## THE TASKS
a. In the Julia memory allocation discussion, what kind of allocations does @time report?
b. Continue the Julia memory allocation discussion from where it stops.

--- EXCERPT ---

We should clarify that what @time reports is specifically heap allocations, which are typically needed for either mutable objects or for creating/growing variable-sized containers (such as Array or Dict, strings, or “type-unstable” objects whose type is only known at runtime). Allocating (or deallocating) such blocks of memory may require an expensive system call (e.g. via malloc in C), and they must be tracked for garbage collection. In contrast, immutable values like numbers (except bignums), tuples, and immutable structs can be stored much more cheaply, e.g. in stack or CPU-register memory, so one doesn’t typically worry about the performance cost of “allocating” them.
Unexpected memory allocation is almost always a sign of some problem with your code, usually a problem with type-stability or creating many small temporary arrays. Consequently, in addition to the allocation itself, it’s very likely that the code generated for your function is far from optimal. Take such indications seriously and follow the advice below.
ugh. I have read it, but perhaps I am even more confused now.
So, when we are worried about allocation we only means “allocation to the heap”, that is where an identifier is bound to a slow memory area whose content can be controlled by the programmer and in particular we can change its content by modifying the object bounded by the identifier.
Conversely when the identifier is bound to an immutable object, Julia “allocate” the memory, but on the fast “stack” area that we can not control and we don’t count it as an allocation, right ?
To actually understand all that one needs to go into the details of what are heap and stack memories (which physically are the same, by the way). I have only a partial understanding of that, actually.
I think the best intuitive image one can have is that of thinking of stack-allocated objects as just complicated numbers. One does not expect that this allocates, of course:
x = 0
since we are just modifying the content of what is in the position 1 of x. The thing is that numbers are not something special, they are just collections of bits. Thus, a complex object can be treated similarly, if it has a clearly defined memory layout:
x = A(0,0.0)
that doesn’t have any reason to allocate more or less than in the number case. We are just rewriting the bits of the memory associated to x.
However, if A was mutable, that means that we needed a way to access an instance of A independently, which means it has to have an address in the memory, and then it goes to the heap, where objects that need an address are organized. And that introduces an indirection level of reference to that object, and that object has to be individually allocated.

--- PROVIDED MATERIAL ---

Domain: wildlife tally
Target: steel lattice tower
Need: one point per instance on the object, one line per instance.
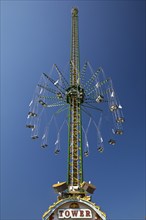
(75, 98)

---

## RESULTS FOR THE EXERCISE
a. Heap allocations.

b.
Not quite, no. From the perspective of performance and speed of memory access, stack & heap are equally fast. That’s not the issue.
What is an issue is that if a variable can be placed on the stack, there is no extra work that needs to be performed to clean up that variable and its memory when it is no longer in use and the function returns.
When we speak of an “allocation”, we mean asking the garbage collector for some memory, to store things in for longer than the current function runs. This “asking for memory” takes some time - usually a few microseconds - and means that the garbage collector has to keep track of which object is still in use, how likely it is to be used in the future and so on. In the same vain, when we no longer need it, the garbage collector has to figure out that we truly no longer need it - meaning that our code does not have any possible way to access that memory, at which point it will be given back to the OS.
So what’s slow is not the fact that it’s a piece of memory in some “slower” part of memory - all memory is equally fast - but the whole song & dance around managing that memory that’s slow. This is also not really related to whether a variable is mutable or not - there’s lots of cases where a mutable object can be allocated on the stack, if it doesn’t get used longer than the function it’s allocated in.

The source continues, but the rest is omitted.